This is a highly instructive point. Such unanticipated utility
is not limited to the Central Command. The entire security system
of three interrelated strategic zones, it turns out, also serves purposes
other than containing Soviet power. It has provided a security context
without which Western economic interdependence and unprecedented prosperity
could not have emerged even if there had been no Soviet threat. A
large community of states has gathered within this system to create
numerous organizations for economic and political cooperation, such as
the IMF, the World Bank, the European Union, ASEAN; created bilateral links
throughout East Asia, and complex balancing arrangements in the Middle
East and the Persian Gulf region. Let me again emphasize that without this
security structure, such cooperative endeavors would have been impossible.
In other words, the disappearance of the Soviet threat has not rendered
obsolete the US-led security system created to contain it. On the contrary,
it remains extraordinarily important for other purposes not so clearly
appreciated. The popular impression that the end of the Cold War has removed
the need for US leadership in these three strategic zones is dangerously
wrong. In some ways it has become more important precisely because the
Soviet Union has collapsed. That is certainly true in the Transcaucasus
and Central Asia.
Ironically, most of the countries in the former Soviet empire understand
this far better than we do. They do not want us to dismantle our
three zone security system. They want to share in its benefits, benefits
they were denied throughout the Cold War. This is precisely why the new
states of the Transcaucasus and Central Asia are knocking at our door.
Why should we entertain their demands? Because we and they share
huge mutual interests, interests arising from three sets of realities.
First, the oil and natural gas reserves in the Caspian Sea basin approach
the size of those in the Persian Gulf. Given the added demands for energy
caused by the rapidly growing economies of China, Indian, and other late
developing states, the importance of these additional reserves is obvious.
Second, political and military conditions in the Transcaucasus and
Central Asia present obstacles to bringing this energy to the global market.

SUPPLIED MATERIAL -
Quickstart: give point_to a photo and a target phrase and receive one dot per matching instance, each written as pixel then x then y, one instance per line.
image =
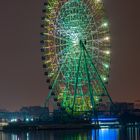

GIVEN REQUEST - Write out everything from "Ironically, most of" down to "reserves is obvious." in the passage on US security zones, switching "Caspian Sea basin" to "Caspian region". The material has nothing to do with the passage on US security zones.

RESPONSE -
Ironically, most of the countries in the former Soviet empire understand
this far better than we do. They do not want us to dismantle our
three zone security system. They want to share in its benefits, benefits
they were denied throughout the Cold War. This is precisely why the new
states of the Transcaucasus and Central Asia are knocking at our door.
Why should we entertain their demands? Because we and they share
huge mutual interests, interests arising from three sets of realities.
First, the oil and natural gas reserves in the Caspian region approach
the size of those in the Persian Gulf. Given the added demands for energy
caused by the rapidly growing economies of China, Indian, and other late
developing states, the importance of these additional reserves is obvious.